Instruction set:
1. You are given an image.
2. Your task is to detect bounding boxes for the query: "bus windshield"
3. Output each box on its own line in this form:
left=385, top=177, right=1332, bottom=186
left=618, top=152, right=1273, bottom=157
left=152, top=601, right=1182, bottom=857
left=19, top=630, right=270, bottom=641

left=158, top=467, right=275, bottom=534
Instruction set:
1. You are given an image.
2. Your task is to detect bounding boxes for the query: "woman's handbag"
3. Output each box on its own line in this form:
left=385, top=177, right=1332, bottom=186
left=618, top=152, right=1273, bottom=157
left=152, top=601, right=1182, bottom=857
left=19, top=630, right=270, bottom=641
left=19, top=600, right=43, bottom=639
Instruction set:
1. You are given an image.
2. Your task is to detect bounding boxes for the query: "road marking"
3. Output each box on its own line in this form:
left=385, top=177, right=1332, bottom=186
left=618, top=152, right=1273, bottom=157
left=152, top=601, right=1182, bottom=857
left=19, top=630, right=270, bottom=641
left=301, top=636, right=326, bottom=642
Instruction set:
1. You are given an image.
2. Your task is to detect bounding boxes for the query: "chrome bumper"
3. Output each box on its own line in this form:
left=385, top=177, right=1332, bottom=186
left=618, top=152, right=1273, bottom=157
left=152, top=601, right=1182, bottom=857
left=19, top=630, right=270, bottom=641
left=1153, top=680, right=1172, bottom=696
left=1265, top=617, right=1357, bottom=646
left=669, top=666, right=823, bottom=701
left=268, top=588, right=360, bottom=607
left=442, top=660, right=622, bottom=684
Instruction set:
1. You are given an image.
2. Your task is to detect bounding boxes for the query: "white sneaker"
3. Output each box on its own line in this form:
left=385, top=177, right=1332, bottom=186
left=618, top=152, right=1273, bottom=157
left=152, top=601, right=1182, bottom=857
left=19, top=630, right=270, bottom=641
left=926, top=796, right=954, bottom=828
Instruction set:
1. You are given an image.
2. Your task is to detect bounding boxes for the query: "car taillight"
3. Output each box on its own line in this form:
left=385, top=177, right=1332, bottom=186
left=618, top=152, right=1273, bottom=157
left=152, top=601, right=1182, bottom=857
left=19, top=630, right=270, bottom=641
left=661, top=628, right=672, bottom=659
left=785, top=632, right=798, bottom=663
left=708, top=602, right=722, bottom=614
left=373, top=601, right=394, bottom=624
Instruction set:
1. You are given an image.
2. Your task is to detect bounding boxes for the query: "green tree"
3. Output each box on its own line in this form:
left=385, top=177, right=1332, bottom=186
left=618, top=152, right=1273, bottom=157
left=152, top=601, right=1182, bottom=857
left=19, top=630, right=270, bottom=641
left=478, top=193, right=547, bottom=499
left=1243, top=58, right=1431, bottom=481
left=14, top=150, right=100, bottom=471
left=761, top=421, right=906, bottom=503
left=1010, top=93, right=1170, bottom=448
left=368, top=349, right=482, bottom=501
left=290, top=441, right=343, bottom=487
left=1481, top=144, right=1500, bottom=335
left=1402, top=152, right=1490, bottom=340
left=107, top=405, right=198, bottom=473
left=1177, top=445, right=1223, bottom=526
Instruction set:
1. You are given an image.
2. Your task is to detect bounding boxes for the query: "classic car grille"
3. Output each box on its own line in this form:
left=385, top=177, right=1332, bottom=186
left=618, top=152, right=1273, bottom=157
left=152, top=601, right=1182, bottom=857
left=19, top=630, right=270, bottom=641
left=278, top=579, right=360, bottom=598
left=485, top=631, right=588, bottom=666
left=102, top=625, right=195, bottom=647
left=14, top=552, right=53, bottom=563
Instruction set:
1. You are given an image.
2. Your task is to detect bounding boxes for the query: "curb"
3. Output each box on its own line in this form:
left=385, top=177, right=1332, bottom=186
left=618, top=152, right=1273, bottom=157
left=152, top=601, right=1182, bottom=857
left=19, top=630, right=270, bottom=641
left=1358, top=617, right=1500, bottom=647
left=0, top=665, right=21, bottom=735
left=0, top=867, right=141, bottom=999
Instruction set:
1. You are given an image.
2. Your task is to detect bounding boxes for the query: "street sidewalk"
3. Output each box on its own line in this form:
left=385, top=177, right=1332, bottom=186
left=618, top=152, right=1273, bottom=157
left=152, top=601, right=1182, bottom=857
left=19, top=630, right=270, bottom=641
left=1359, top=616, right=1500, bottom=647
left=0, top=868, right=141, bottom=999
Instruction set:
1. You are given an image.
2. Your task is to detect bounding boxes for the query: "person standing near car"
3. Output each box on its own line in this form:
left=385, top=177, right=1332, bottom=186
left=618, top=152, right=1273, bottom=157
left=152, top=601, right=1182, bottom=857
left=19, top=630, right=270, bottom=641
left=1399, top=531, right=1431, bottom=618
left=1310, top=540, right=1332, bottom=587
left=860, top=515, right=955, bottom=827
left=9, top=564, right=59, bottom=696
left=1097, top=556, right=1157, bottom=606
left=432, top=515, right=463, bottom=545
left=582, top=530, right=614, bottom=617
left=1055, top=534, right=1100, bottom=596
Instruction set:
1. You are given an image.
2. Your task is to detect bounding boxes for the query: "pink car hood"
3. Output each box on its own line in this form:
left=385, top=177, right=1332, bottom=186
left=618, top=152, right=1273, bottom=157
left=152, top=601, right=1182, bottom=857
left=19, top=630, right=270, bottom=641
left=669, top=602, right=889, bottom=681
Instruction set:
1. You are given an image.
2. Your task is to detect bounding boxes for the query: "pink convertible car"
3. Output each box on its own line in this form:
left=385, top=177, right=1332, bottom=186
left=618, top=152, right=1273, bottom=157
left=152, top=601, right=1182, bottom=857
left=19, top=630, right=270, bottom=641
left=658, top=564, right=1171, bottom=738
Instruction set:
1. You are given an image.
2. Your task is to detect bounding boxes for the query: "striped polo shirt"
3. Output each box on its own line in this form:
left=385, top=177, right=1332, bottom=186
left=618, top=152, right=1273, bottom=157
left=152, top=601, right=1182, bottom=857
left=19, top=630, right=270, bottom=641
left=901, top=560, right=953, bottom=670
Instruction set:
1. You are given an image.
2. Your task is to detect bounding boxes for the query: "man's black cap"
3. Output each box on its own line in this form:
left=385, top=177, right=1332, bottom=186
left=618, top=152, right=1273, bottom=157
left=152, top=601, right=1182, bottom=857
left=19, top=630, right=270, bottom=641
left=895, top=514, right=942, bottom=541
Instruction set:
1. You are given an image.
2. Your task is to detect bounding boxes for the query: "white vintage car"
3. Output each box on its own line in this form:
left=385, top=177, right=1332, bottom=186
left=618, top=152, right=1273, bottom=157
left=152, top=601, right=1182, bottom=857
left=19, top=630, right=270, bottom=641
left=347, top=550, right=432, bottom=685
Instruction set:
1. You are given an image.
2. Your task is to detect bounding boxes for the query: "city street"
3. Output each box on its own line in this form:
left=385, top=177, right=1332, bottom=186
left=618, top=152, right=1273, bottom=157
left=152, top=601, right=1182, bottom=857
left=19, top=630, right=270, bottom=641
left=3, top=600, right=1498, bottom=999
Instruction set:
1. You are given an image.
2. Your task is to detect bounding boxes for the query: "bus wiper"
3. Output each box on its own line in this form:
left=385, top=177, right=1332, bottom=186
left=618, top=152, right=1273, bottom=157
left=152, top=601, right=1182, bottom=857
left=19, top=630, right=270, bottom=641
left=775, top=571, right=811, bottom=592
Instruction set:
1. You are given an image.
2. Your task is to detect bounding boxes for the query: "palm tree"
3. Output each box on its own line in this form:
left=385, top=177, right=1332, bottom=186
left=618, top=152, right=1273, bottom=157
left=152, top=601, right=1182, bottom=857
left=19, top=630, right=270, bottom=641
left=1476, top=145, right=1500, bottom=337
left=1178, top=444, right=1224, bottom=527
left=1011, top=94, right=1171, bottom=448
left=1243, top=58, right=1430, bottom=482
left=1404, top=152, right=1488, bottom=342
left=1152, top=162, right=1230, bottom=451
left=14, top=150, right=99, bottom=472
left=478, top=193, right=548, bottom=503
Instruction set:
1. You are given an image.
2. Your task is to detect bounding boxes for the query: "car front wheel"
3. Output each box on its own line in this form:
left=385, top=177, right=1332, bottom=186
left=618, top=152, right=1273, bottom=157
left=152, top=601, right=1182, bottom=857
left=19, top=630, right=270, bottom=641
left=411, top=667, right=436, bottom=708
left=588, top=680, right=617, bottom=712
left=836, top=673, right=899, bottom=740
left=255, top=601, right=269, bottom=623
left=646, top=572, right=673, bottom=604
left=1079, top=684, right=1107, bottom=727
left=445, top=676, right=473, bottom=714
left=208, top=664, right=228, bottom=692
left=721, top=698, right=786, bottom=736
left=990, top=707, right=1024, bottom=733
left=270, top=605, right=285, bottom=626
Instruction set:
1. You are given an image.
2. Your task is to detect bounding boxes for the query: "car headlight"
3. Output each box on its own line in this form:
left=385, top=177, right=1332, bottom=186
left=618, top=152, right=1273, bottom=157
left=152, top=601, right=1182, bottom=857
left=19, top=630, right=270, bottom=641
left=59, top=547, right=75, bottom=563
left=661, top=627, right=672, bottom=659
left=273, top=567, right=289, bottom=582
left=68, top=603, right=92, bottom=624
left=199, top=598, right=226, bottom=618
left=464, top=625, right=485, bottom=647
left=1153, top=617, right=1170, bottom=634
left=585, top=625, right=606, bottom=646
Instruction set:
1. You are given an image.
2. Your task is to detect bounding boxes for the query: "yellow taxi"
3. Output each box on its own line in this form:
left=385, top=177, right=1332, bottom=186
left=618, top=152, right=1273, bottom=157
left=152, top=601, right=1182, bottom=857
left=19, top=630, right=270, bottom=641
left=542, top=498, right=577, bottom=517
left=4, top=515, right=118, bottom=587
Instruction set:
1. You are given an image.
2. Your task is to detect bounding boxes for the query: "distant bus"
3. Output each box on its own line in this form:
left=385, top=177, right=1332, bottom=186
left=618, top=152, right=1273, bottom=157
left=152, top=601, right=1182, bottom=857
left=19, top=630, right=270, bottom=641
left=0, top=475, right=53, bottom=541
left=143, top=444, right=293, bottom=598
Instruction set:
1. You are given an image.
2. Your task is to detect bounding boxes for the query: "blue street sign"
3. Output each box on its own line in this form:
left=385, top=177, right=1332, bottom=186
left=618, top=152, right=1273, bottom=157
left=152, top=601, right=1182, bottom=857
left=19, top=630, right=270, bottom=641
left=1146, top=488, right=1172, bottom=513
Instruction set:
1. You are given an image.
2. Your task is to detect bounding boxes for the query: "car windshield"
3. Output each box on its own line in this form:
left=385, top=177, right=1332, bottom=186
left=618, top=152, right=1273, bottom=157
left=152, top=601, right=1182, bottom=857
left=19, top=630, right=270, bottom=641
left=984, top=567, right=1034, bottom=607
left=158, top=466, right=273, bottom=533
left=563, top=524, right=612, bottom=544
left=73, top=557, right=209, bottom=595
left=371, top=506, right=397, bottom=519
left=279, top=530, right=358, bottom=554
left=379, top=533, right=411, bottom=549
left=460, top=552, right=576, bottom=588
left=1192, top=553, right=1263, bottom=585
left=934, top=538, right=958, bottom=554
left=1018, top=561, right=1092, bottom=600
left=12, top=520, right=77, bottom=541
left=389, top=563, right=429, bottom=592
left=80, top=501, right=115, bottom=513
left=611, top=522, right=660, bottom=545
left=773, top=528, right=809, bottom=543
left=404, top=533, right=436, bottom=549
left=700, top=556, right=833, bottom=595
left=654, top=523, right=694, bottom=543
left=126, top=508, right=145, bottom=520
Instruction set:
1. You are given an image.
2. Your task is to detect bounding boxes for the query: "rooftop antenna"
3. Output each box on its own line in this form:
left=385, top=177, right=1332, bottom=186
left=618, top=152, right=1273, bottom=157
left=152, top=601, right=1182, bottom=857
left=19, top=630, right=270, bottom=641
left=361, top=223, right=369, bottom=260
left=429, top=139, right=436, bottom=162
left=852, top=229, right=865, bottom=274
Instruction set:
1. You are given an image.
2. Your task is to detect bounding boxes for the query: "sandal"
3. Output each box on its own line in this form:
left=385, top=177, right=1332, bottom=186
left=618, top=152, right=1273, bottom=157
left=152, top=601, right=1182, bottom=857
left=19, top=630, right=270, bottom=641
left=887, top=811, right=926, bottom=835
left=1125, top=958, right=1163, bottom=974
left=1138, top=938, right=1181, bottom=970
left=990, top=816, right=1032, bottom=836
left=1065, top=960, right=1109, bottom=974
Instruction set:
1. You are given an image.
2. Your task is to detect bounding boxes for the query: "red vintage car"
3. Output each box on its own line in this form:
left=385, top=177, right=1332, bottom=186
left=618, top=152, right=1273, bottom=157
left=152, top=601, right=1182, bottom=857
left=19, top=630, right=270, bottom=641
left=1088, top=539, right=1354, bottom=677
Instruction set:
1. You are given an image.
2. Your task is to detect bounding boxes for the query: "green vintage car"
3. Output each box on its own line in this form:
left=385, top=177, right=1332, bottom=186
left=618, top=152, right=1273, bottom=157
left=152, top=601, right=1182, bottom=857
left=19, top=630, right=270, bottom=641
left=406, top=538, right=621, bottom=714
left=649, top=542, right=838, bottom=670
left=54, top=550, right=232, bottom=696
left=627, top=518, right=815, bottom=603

» **What you are asked to do**
Across the material, report every line that has the word "street".

» **Result for this task**
2. Your task is to detect bounding boxes for the query: "street sidewalk"
2. Your task is to detect bounding boxes for the query: "city street"
2. Your task is to detect bounding boxes for the query: "blue street sign"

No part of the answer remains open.